** begin **

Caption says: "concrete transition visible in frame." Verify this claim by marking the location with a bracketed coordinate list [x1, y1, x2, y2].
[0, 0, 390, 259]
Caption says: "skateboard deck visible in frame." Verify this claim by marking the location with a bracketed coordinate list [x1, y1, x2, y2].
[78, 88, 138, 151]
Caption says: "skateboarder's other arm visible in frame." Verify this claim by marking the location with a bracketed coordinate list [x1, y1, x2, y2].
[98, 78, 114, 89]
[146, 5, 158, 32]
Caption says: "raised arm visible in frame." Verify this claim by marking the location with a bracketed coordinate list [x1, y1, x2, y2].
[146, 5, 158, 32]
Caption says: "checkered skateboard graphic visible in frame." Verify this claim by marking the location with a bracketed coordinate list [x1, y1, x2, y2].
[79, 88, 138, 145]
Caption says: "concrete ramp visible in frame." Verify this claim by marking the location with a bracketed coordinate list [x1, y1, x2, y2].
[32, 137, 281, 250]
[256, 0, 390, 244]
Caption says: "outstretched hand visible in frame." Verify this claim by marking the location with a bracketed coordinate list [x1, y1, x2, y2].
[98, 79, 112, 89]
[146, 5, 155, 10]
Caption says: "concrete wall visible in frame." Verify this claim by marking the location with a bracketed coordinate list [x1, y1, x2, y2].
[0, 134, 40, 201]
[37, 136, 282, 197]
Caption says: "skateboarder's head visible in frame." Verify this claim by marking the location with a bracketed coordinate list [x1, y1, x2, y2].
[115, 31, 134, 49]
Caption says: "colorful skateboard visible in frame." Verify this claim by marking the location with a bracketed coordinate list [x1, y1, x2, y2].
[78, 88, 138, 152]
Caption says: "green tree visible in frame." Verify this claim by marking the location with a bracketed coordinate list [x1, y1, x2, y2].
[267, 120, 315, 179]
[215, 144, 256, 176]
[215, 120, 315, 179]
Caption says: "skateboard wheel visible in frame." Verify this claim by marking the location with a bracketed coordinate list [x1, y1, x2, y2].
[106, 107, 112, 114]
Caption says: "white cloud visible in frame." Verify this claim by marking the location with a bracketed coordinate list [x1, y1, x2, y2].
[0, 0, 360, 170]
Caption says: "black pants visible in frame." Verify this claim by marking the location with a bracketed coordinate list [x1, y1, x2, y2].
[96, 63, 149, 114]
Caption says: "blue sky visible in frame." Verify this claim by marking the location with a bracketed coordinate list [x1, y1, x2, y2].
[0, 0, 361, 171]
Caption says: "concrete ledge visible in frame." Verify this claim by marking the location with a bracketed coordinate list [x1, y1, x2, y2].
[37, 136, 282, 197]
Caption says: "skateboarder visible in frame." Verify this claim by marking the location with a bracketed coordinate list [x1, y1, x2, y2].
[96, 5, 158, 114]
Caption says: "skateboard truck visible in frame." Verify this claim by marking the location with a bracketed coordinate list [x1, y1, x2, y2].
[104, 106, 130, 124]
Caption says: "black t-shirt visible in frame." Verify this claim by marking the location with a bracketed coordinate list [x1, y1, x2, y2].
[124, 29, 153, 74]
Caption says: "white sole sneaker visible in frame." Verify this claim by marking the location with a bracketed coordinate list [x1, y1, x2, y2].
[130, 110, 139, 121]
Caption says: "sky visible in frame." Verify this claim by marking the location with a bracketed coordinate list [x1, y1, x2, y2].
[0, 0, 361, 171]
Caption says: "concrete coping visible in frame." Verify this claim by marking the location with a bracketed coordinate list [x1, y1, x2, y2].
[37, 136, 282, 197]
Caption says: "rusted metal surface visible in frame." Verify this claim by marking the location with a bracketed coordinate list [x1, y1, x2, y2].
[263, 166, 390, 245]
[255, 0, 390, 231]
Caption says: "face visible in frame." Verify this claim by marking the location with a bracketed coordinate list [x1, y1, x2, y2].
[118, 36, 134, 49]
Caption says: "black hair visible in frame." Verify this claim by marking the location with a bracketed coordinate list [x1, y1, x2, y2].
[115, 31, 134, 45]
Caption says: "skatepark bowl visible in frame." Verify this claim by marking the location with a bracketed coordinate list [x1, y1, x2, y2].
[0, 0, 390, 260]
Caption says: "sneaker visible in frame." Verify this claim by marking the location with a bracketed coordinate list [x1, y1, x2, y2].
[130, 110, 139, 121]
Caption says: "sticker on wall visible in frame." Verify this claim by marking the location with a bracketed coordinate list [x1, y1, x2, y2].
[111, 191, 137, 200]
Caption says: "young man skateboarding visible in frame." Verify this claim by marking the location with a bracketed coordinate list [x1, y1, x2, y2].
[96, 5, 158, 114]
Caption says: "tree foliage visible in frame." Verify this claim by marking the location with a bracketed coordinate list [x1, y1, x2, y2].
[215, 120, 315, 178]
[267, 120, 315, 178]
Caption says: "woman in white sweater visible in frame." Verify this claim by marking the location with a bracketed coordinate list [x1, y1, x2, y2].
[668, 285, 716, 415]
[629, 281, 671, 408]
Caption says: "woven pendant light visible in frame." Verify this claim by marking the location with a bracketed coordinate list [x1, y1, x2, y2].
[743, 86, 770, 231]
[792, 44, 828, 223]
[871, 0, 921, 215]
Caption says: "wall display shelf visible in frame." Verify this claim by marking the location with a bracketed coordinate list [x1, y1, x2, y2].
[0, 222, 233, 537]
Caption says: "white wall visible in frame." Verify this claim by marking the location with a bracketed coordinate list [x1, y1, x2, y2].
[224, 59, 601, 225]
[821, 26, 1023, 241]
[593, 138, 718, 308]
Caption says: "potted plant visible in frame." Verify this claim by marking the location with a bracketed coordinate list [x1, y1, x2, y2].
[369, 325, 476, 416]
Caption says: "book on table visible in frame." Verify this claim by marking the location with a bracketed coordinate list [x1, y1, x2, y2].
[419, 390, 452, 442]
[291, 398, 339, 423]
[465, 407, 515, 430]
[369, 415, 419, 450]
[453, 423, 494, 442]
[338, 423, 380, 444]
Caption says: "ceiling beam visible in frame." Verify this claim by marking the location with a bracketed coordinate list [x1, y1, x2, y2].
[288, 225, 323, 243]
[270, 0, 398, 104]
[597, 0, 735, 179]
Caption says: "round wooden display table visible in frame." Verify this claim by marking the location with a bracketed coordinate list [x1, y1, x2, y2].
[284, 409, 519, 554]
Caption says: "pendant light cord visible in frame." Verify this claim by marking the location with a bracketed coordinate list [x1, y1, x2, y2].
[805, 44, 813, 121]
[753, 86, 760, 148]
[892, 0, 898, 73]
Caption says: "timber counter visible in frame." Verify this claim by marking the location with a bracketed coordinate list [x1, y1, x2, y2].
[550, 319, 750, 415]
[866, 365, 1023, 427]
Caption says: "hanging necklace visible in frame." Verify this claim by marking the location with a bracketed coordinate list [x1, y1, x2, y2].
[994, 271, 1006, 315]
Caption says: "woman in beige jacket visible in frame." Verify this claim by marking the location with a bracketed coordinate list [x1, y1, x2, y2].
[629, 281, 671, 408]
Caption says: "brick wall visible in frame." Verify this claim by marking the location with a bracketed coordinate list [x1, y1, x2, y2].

** end **

STATED PROBLEM: Write out each of the records above word for word, with nothing changed.

RESULT:
Caption says: "concrete transition visible in frame." Verify this claim by marking the location with a bracketed coordinate list [x1, y1, x2, y2].
[0, 0, 390, 259]
Caption says: "skateboard deck visible in frame." Verify this claim by marking the location with a bracketed coordinate list [x1, y1, x2, y2].
[78, 88, 138, 151]
Caption says: "skateboarder's other arm visible in frame." Verify this claim by marking the location with a bracketed coordinate list [x1, y1, x2, y2].
[98, 78, 114, 89]
[146, 5, 158, 32]
Caption says: "raised arm visible in frame." Verify this claim by marking the location with a bracketed coordinate list [x1, y1, x2, y2].
[146, 5, 158, 32]
Caption says: "checkered skateboard graphic visible in frame." Verify this claim by marking the location with a bracketed coordinate list [x1, y1, x2, y2].
[79, 88, 138, 145]
Caption says: "concrete ramp visible in frame." Verify this claim by marking the location with a bracketed coordinate list [x1, y1, x2, y2].
[32, 137, 281, 250]
[256, 0, 390, 244]
Caption says: "outstretched hand visible in frame." Verify this claim by marking the location with a bracketed coordinate list [x1, y1, x2, y2].
[98, 79, 112, 89]
[146, 5, 155, 10]
Caption says: "concrete wall visible in frame." Verify this claim by marking the location with a bracketed coordinate list [x1, y1, x2, y2].
[0, 134, 40, 201]
[37, 136, 282, 197]
Caption says: "skateboarder's head visible in frame." Verify this claim by marking the location with a bracketed coordinate list [x1, y1, x2, y2].
[115, 31, 134, 49]
Caption says: "colorful skateboard visible in frame." Verify this claim by marking the location with a bracketed coordinate list [x1, y1, x2, y2].
[78, 88, 138, 152]
Caption says: "green tree visible in frame." Verify this claim by marking the location with a bracketed coordinate list [x1, y1, x2, y2].
[267, 120, 315, 179]
[215, 144, 256, 176]
[215, 120, 315, 179]
Caption says: "skateboard wheel visible in frame." Verify this claim by marking the location with a bracketed coordinate list [x1, y1, x2, y2].
[106, 107, 112, 114]
Caption says: "white cloud visible in frame." Verify this claim by marking the location with a bracketed coordinate list [x1, y1, x2, y2].
[0, 0, 360, 170]
Caption says: "black pants visible in frame." Verify this claim by marking the location with a bracketed coordinate list [x1, y1, x2, y2].
[96, 63, 149, 114]
Caption says: "blue sky visible in frame." Verify this claim by marking the location with a bracketed coordinate list [x1, y1, x2, y2].
[0, 0, 361, 171]
Caption says: "concrete ledge visible in frame." Verify this claim by marking the location with a bracketed coordinate list [x1, y1, x2, y2].
[37, 136, 282, 197]
Caption says: "skateboarder visible in frame." Verify this claim by marking the location with a bracketed coordinate list [x1, y1, x2, y2].
[96, 5, 158, 114]
Caption says: "skateboard truck visible in frame." Verify this claim by marking the location with a bracketed coordinate list [x1, y1, x2, y2].
[104, 106, 130, 124]
Caption says: "black t-shirt visible in frame." Verify this claim by marking the location with a bracketed coordinate list [x1, y1, x2, y2].
[124, 29, 153, 74]
Caption says: "white sole sneaker visible in frame." Verify this claim by marking the location with a bracketed coordinate list [x1, y1, x2, y2].
[130, 110, 139, 121]
Caption says: "sky visible in frame." Verify this claim by marking the location with a bracketed coordinate list [x1, y1, x2, y2].
[0, 0, 361, 171]
Caption says: "concrete coping visible in frame." Verify this claim by marking the location with a bracketed coordinate list [x1, y1, x2, y2].
[37, 136, 282, 197]
Caption says: "rusted metal surface visible in frame." Verify this claim by marking the location with a bracketed coordinate list [x1, y1, x2, y2].
[263, 166, 390, 245]
[255, 0, 390, 231]
Caption says: "face visible in frame." Verify this claim by marking the location with a bracketed coordinate list [x1, y1, x2, y2].
[118, 36, 134, 49]
Caption says: "black hair visible in frame." Verify this claim by marking the location with a bracketed coordinate list [x1, y1, x2, y2].
[115, 31, 134, 45]
Caption says: "skatepark bowl visible in frame." Verify this claim by marking the location with a bracketed coordinate list [x1, y1, x2, y2].
[0, 0, 390, 260]
Caption says: "sneaker visible in frame." Verify this claim by marking the location with a bracketed coordinate list [x1, y1, x2, y2].
[130, 110, 139, 121]
Caption says: "sticker on wall visible in frame." Verify this claim by marking the location with a bracketed coordinate list [x1, y1, x2, y2].
[111, 191, 137, 200]
Caption says: "young man skateboarding visible in frame." Verify this claim by marking the location with a bracketed coordinate list [x1, y1, x2, y2].
[96, 5, 158, 114]
Caption says: "tree foliage visible in frame." Verify this claim by marking the location with a bracketed coordinate list [x1, y1, x2, y2].
[215, 120, 315, 178]
[267, 120, 315, 178]
Caption says: "woman in white sweater visible in frame." Verify this claim by marking the location with a bracketed coordinate list [x1, y1, x2, y2].
[668, 285, 716, 415]
[629, 281, 671, 408]
Caption says: "woven pendant light visible in frame." Verify this claim by marking the location with a bracketed coordinate list [x1, y1, x2, y2].
[743, 86, 770, 231]
[792, 44, 828, 223]
[871, 0, 921, 215]
Caption says: "wall display shelf visible in frame." Verify this claim by marking the location with a bracketed coordinate list [x1, y1, x2, y2].
[0, 222, 233, 537]
Caption says: "white wall visible in frame." Verify this claim by marking the location with a bracketed coordinate list [x1, y1, x2, y2].
[224, 59, 601, 225]
[821, 26, 1023, 241]
[593, 138, 718, 308]
Caption says: "potted plant visible in frame." Verify this claim by marking the location with a bracketed coordinate list [x1, y1, x2, y2].
[369, 325, 476, 416]
Caption says: "book on table visible in frame." Verify this claim by marking the location with a bracketed coordinate list [x1, y1, x2, y2].
[419, 390, 452, 442]
[291, 398, 339, 423]
[465, 407, 515, 430]
[369, 415, 419, 450]
[453, 423, 494, 442]
[338, 423, 380, 444]
Caption says: "ceiling beam visible in frame." Verify this claim by marking the location with a bracketed coordinate list [x1, y1, x2, y2].
[288, 225, 323, 243]
[270, 0, 398, 104]
[597, 0, 735, 179]
Caption says: "round wooden display table visible in frame." Verify this claim by marking the location with a bracketed coordinate list [x1, y1, x2, y2].
[284, 409, 519, 554]
Caption says: "pendant light cord visible in frame." Verify this claim by marking the location with a bracketed coordinate list [x1, y1, x2, y2].
[805, 44, 813, 121]
[753, 86, 760, 148]
[892, 0, 898, 73]
Caption says: "timber counter visible in frame." Verify this claim by marking the location with a bracketed coordinate list [x1, y1, x2, y2].
[550, 319, 750, 415]
[866, 365, 1023, 427]
Caption says: "hanging necklace visible in frame." Verify this claim by marking the location with a bracketed coordinate list [x1, y1, x2, y2].
[994, 271, 1006, 315]
Caption says: "woman in beige jacket visible in frame." Verify this claim by marking the location with a bracketed coordinate list [x1, y1, x2, y2].
[629, 281, 671, 408]
Caption says: "brick wall visible in frame." Verify this claim by marking the location with a bracketed coordinate list [x1, y1, x2, y2].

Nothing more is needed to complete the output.